Given passage:

-*-*-

I remember Dr. B looking at the screen with us and saying quietly, "These look really good. I'm thinking twins." The tears doubled. I was scared to hope, and I almost wish she wouldn't have said it because I heard her saying it over and over in my head.

I started bleeding 7 days post transfer (7 days after they put the embryos into my uterus). I became hysterical and called my nurse. Although it was too early, she agreed to let me come in for my blood test the following day. I needed closure, I wanted to move on and accept that this IVF had failed, too.

I couldn't wait for labs, so I took the last home pregnancy test I had. The faintest second line showed up. I started to hope. But I didn't understand why I was bleeding.

I went in to the lab after lying awake all night. Numbly watched the tech draw my blood. I couldn't speak. I couldn't look at anyone. I resented the wall of photos of everyone else's babies the clinic had helped to create/conceive.

Two long hours later I got the call that I was indeed pregnant. The bleeding was due to low progesterone, which simply meant more injections for me for a while. We were excited, but nervous. We didn't know if it would stick.

Then, six weeks (and lots of nausea and exhaustion) later, this:

Two sacs. Two fetal poles. I was pregnant with twins!

Approximately 33 weeks later, I looked like a beached whale:






On December 7-8, 2005, we had a large snow storm. Hubs took me out to lunch on December 8, where I chowed down on the best grilled cheese and fries I'd ever had. That meal has since been affectionately referred to as "The Labor Lunch," because strong contractions set in that evening. I was in active labor although I didn't know it. The following morning, December 9, I went in for a regularly scheduled non-stress test. I was 34 weeks pregnant. The nurses thought I looked a little funny in the waiting area, so they whisked me straight to the back. They checked me. I was 4 cm dilated and fully effaced. My doctor came in and checked and said, "Baby A's head is right there!" I couldn't believe it! They scheduled my C-section for 1:00 p.m., which gave Hubs enough time to go home, get my overnight bag and shave the beard he'd been growing for the last two months.

-*-*-

Supplied records:

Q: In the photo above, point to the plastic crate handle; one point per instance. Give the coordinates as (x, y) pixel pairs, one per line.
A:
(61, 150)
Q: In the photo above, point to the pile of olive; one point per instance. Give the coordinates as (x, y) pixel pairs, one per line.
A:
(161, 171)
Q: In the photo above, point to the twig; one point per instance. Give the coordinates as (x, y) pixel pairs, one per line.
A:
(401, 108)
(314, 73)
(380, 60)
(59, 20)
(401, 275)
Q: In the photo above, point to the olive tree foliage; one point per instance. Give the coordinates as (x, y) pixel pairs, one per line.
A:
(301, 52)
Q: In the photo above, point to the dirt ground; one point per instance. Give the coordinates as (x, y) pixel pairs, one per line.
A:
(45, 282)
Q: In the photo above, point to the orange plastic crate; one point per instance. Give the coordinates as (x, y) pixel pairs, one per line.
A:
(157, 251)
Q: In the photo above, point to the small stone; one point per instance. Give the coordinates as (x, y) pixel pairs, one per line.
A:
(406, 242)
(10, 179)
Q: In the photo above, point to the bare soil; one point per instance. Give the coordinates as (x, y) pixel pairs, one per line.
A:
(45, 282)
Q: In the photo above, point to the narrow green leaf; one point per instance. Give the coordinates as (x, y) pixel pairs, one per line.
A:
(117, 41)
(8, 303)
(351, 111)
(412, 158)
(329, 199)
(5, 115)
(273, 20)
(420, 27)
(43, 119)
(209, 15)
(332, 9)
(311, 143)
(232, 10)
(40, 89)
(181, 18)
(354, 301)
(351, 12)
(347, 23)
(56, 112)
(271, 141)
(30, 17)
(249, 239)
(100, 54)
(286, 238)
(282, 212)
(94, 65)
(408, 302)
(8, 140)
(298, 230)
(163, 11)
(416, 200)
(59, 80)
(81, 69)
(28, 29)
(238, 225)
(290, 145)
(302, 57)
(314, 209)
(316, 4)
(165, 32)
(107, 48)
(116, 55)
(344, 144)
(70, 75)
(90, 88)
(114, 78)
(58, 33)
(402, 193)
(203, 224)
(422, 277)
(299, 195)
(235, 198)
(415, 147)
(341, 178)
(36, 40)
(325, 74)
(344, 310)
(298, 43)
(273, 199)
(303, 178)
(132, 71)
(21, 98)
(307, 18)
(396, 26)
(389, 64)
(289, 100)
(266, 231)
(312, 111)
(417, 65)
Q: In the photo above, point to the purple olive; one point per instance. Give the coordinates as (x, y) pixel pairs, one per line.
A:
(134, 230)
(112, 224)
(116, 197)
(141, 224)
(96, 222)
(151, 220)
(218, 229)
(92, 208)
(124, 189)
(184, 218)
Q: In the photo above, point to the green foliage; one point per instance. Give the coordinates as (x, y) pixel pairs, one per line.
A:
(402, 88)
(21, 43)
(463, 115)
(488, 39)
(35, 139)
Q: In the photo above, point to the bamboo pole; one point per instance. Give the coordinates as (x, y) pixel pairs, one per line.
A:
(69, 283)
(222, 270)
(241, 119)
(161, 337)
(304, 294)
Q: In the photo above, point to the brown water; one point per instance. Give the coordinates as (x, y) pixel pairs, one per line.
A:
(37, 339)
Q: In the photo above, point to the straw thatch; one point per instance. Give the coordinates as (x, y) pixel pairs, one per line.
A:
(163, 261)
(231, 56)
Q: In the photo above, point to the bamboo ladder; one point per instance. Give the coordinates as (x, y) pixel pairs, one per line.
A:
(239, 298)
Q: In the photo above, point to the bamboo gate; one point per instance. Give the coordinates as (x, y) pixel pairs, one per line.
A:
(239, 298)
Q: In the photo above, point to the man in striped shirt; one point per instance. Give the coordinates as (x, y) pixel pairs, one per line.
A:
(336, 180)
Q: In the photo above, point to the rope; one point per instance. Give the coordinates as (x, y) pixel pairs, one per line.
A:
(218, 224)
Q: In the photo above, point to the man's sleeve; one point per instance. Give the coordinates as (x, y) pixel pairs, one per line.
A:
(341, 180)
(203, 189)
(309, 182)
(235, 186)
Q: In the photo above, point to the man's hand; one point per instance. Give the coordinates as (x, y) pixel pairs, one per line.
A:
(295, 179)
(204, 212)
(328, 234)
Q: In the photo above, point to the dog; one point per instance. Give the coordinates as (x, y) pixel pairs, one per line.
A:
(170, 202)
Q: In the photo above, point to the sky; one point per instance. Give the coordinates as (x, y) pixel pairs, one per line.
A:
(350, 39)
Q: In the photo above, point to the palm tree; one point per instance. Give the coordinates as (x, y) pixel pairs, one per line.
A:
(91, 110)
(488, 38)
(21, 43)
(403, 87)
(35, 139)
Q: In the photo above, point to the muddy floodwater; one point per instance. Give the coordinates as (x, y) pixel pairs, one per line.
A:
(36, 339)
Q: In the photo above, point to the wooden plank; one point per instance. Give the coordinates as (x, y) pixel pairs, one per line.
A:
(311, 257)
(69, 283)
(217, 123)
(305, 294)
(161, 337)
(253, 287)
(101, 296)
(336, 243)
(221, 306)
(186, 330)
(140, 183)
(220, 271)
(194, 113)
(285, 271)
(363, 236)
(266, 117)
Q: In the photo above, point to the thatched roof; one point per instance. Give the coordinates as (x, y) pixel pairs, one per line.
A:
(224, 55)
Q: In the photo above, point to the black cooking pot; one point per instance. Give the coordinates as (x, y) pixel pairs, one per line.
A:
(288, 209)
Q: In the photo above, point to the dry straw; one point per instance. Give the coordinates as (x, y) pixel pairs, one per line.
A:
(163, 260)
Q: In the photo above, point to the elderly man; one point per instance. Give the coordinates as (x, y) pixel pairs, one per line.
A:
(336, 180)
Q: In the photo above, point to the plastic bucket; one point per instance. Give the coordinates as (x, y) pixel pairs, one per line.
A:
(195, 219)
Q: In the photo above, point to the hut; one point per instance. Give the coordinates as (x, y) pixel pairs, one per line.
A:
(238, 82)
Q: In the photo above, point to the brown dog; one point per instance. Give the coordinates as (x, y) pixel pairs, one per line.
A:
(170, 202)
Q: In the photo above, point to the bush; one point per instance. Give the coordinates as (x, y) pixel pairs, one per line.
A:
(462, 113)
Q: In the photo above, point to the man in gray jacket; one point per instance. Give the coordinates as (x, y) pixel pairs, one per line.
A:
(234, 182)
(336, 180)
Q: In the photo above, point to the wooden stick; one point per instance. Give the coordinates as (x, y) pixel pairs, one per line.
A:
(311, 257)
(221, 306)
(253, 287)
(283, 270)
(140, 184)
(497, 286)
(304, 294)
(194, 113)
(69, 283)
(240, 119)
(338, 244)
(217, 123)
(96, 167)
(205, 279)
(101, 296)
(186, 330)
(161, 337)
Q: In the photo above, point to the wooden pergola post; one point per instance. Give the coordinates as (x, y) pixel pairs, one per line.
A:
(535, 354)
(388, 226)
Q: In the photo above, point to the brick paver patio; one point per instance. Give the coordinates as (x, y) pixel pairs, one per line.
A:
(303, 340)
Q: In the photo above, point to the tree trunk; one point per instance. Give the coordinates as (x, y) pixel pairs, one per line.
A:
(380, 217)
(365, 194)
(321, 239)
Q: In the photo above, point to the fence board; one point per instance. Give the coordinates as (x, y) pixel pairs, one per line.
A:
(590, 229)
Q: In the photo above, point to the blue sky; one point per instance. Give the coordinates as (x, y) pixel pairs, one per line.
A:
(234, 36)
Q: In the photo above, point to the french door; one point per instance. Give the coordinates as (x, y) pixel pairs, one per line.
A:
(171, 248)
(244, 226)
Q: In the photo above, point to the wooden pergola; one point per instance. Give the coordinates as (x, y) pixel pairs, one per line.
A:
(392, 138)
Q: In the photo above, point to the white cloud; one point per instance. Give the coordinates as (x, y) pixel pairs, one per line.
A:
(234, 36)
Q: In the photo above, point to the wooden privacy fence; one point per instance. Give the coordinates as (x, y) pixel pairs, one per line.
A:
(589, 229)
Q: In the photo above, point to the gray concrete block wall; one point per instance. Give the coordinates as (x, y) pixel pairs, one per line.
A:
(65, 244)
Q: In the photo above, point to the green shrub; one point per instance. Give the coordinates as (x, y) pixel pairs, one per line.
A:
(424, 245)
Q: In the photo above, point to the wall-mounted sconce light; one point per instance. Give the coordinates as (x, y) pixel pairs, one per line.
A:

-*-*-

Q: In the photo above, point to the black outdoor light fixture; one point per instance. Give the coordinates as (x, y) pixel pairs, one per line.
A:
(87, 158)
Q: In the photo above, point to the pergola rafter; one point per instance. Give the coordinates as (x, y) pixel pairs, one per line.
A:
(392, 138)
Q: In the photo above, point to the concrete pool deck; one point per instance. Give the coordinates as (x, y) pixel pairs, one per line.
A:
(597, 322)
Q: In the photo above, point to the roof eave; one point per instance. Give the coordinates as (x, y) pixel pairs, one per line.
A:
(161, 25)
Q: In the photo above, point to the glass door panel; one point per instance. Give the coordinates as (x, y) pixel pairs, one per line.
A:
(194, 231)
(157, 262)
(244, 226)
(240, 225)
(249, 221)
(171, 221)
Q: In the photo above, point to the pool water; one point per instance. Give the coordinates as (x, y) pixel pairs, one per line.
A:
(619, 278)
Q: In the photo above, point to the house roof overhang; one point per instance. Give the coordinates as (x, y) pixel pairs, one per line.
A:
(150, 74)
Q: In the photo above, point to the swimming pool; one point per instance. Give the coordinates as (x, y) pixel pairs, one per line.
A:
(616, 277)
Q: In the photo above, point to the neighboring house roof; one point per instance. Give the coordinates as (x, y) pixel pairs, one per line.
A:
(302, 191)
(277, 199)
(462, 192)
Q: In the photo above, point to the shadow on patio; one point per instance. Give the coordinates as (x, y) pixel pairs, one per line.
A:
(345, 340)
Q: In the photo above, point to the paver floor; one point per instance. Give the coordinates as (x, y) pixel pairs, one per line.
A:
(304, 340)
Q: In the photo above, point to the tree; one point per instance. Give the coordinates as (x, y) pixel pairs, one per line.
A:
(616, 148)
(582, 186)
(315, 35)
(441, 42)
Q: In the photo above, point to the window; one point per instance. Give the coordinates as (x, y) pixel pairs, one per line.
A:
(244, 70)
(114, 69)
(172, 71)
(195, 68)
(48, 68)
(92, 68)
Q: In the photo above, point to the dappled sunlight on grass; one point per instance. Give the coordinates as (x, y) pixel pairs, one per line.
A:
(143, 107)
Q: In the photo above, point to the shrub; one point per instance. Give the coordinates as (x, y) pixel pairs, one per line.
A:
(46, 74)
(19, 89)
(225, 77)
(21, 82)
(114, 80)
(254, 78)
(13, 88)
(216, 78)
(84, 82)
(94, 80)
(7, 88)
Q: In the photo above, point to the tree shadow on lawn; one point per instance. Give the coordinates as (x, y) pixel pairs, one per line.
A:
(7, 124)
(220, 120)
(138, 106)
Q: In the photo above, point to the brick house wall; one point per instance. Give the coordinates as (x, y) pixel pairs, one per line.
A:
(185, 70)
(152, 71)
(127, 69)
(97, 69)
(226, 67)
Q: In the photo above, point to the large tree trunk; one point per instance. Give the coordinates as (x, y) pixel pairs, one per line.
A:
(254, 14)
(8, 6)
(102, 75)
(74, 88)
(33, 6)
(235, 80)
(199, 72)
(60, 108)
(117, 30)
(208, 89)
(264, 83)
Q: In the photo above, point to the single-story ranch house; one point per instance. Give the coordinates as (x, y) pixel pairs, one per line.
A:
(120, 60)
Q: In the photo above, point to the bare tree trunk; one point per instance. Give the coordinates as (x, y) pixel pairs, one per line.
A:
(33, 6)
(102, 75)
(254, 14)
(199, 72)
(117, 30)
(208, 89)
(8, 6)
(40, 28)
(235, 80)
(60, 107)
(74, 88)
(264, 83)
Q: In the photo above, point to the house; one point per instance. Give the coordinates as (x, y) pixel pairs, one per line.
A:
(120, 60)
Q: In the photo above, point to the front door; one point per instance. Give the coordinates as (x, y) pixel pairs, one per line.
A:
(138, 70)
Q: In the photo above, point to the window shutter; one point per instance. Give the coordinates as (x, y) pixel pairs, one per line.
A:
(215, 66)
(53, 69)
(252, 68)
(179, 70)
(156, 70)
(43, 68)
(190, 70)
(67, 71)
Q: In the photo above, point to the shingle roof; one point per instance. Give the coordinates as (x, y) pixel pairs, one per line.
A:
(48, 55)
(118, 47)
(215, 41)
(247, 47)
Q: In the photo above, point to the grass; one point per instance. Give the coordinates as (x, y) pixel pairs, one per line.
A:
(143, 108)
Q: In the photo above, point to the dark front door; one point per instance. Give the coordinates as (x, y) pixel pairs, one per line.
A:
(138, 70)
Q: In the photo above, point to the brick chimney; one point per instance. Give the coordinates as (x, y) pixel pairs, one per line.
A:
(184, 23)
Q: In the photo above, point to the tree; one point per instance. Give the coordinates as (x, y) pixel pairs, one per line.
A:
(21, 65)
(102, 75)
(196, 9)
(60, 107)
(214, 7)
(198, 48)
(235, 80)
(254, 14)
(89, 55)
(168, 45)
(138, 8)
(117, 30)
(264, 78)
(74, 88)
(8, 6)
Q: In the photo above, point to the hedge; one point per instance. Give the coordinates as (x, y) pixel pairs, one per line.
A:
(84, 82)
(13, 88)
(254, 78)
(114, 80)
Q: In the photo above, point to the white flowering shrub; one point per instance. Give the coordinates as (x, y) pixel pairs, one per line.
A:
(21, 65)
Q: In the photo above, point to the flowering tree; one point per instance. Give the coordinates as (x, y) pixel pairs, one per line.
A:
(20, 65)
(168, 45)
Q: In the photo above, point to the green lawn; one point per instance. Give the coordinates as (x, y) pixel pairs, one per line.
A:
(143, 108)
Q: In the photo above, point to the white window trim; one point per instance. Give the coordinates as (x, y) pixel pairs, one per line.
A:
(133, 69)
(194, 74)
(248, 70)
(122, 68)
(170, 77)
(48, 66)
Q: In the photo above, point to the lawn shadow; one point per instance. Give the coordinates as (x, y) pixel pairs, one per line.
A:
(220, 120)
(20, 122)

-*-*-

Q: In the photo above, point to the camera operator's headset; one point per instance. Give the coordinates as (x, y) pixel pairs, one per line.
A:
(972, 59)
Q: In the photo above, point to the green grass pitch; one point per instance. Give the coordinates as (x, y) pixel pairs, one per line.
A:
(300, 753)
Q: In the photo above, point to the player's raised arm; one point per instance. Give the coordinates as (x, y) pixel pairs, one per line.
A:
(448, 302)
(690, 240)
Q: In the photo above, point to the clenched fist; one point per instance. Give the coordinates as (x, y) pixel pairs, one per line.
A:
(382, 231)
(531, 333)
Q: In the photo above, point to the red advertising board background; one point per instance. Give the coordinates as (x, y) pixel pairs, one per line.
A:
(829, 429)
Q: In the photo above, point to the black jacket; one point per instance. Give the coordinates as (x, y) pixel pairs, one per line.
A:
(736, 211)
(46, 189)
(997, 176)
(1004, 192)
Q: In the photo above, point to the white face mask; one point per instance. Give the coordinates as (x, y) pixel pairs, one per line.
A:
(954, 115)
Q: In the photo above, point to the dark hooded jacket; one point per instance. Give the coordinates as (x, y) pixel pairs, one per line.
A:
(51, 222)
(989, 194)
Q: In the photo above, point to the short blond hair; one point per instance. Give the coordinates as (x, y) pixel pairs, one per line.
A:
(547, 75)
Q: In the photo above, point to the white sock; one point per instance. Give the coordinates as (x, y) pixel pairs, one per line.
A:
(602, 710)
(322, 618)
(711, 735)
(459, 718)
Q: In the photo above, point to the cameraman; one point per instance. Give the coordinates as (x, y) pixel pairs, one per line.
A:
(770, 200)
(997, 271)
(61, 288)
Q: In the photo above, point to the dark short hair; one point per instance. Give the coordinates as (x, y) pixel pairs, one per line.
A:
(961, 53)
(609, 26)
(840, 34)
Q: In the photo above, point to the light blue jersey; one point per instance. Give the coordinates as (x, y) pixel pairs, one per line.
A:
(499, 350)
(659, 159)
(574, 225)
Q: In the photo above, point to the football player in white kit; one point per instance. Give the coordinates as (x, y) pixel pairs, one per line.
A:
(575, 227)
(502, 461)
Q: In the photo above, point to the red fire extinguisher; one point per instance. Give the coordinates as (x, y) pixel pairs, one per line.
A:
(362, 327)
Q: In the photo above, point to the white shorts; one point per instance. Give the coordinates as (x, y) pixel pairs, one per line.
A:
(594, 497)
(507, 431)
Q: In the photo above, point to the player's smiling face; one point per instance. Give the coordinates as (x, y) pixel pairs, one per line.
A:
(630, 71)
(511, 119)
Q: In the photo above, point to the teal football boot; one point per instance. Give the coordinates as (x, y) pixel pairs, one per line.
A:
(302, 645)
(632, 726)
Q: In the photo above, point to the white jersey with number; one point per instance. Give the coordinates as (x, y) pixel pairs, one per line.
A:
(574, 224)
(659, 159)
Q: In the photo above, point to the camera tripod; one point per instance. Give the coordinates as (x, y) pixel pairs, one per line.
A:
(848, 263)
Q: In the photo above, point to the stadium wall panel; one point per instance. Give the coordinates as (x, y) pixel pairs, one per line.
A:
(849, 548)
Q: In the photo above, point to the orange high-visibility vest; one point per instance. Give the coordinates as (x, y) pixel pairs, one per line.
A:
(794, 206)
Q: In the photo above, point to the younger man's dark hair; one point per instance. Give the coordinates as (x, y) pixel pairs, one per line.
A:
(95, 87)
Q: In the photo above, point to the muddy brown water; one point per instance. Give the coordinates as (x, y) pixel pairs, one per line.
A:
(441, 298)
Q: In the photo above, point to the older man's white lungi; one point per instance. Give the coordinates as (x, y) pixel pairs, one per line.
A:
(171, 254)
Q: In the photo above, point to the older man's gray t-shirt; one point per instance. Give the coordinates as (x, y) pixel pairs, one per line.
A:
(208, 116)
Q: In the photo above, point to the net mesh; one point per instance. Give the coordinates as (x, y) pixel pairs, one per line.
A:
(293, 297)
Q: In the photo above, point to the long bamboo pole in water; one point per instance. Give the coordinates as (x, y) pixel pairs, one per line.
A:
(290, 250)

-*-*-

What you should do: Resume the account of the IVF twin pregnancy, starting right after its last sentence about scheduling the C-section.

Result of this exercise:
At 1:46 p.m., Abigail Jane was born:




And at 1:47, her twin sister, Isabel Grace was born:







Mommy & Abby the next day



Abby is on the left, Izzy is on the right. They had feeding tubes b/c they weren't very interested in eating (common for preemies)




The girls in Daddy's arms. Izzy is on the left, Abby is on the right.


Shortly after their birth, my aunt gave me a Celine Dion cd. Now, I know what you're thinking (because I was, too). But I heard this one song and that was it for me. I played it over and over and over again. And cried every time. I listened to it on all the drives back and forth to the NICU over the next 3 weeks. And even after that. It is exactly how I feel.

"Miracle" by Celine Dion

You're my life's one miracle

Everything I've done that's good
And you break my heart with tenderness
And I confess it's true
I never knew a love like this 'til you

 
You're the reason I was born
Now I finally know for sure
And I'm overwhelmed with happiness
So blessed to hold you close
The one that I love most
Though the future has so much for you in store
Who could ever love you more

The nearest thing to heaven
You're my angel from above
Only God creates such perfect love

 
When you smile at me I cry
And to save your life I'd die
With a romance that is pure in heart
You are my dearest part
Whatever it requires
I live for your desires
Forget my own, your needs will come before
Who could ever love you more

There is nothing you could ever do
To make me stop loving you
And every breath I take
Is always for your sake
You sleep inside my dreams
And know for sure
Who could ever love you more

I am so lucky to be their mama. I hope I'm not scarring them for life. There are long days when I wish for peace and quiet. And then I have a flash of anger at myself because of how quickly I've forgotten how desperately I wanted them. How quiet it would be at home without them. And how empty my heart would be.
 
I am so, so lucky.
 
Thank you for taking this walk down memory lane with me.
 
The girls today (recently):

Izzy is on the left and Abby is on the right.